Pull out each line below that contains the string "paraglider", copying it in full.

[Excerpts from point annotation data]
────────
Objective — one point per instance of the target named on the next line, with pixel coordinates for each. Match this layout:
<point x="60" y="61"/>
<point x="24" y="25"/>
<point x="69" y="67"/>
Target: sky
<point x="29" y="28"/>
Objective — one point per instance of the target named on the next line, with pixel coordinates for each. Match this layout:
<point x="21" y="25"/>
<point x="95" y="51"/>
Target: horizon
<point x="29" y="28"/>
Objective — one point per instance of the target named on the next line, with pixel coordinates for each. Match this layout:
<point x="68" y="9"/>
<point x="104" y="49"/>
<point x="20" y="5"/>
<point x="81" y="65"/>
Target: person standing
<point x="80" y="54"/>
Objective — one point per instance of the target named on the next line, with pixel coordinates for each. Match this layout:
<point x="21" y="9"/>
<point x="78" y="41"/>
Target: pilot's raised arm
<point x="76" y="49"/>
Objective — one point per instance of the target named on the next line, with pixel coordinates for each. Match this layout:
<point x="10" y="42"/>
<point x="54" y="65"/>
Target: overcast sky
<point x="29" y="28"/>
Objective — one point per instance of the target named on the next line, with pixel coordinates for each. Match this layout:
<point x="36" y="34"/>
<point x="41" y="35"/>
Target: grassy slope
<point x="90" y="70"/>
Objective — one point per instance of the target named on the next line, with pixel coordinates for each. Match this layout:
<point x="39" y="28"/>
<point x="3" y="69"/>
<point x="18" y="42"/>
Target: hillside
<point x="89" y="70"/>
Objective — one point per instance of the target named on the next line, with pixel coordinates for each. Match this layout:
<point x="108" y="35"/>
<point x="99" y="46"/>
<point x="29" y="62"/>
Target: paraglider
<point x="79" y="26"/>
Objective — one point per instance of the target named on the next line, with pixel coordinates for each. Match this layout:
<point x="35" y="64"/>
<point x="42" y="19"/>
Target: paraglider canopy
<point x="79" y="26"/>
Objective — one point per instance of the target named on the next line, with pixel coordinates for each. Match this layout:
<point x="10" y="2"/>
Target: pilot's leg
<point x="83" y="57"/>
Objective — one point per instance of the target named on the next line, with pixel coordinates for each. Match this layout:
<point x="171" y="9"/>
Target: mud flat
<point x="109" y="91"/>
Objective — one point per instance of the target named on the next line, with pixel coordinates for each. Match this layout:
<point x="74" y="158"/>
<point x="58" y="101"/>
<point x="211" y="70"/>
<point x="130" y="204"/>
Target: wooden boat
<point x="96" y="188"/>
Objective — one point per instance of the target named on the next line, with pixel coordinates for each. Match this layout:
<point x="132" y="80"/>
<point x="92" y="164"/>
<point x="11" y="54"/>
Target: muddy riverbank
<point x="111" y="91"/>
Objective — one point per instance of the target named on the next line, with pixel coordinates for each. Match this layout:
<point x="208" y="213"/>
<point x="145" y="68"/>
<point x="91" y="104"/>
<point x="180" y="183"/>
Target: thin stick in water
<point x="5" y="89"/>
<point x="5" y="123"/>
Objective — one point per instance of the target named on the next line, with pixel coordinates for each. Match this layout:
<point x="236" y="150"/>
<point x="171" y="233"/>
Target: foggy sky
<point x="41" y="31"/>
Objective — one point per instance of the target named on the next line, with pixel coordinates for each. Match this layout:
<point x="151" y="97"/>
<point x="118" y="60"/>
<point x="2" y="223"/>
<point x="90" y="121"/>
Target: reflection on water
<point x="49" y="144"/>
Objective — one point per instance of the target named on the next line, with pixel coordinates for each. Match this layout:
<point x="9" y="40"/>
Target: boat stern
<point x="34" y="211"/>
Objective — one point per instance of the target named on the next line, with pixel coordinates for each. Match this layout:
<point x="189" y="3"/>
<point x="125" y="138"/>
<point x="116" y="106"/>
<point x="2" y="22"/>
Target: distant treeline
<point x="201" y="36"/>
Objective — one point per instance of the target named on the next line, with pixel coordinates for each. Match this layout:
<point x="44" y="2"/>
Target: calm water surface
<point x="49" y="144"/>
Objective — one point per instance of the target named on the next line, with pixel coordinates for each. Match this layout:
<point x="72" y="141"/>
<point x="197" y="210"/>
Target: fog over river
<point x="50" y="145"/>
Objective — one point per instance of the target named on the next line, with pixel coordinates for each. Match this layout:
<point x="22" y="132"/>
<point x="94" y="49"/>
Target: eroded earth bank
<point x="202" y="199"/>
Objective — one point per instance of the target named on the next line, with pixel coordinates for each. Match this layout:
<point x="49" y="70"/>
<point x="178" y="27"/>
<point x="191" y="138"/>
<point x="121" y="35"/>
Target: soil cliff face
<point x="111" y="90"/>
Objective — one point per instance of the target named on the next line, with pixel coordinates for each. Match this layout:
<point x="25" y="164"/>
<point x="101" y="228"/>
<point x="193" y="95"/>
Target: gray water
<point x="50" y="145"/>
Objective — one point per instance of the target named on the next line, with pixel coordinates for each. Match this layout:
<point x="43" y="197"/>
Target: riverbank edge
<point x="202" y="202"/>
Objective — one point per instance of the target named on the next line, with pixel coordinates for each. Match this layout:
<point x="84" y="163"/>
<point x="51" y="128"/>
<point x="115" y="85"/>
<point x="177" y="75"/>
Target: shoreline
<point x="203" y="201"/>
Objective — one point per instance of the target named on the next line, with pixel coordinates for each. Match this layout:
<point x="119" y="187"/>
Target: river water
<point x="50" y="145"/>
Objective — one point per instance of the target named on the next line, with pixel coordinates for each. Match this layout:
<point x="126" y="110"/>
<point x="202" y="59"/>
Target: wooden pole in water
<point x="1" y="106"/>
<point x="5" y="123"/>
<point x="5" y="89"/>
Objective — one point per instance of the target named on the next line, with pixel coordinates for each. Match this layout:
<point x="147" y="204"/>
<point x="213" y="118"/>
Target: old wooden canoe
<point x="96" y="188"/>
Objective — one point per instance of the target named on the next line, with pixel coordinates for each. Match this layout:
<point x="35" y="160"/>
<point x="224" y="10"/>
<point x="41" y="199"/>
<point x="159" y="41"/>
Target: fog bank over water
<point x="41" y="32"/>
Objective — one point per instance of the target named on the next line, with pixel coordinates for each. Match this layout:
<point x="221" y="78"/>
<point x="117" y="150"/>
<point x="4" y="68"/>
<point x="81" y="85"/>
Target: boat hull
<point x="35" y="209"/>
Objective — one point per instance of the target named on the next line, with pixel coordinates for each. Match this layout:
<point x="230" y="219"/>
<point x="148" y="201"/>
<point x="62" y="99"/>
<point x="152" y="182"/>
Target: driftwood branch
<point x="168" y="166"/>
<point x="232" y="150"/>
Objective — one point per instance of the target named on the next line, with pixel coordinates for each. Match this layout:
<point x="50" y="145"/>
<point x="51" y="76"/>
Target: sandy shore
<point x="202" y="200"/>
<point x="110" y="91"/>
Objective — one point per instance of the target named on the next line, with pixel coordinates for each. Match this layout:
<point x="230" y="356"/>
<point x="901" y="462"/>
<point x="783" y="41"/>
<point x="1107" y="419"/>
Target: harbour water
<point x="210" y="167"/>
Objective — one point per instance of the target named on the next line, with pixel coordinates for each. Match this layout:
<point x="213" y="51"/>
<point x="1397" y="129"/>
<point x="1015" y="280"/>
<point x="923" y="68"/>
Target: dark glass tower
────────
§ **FINAL RESULT**:
Target: paraglider
Target: paraglider canopy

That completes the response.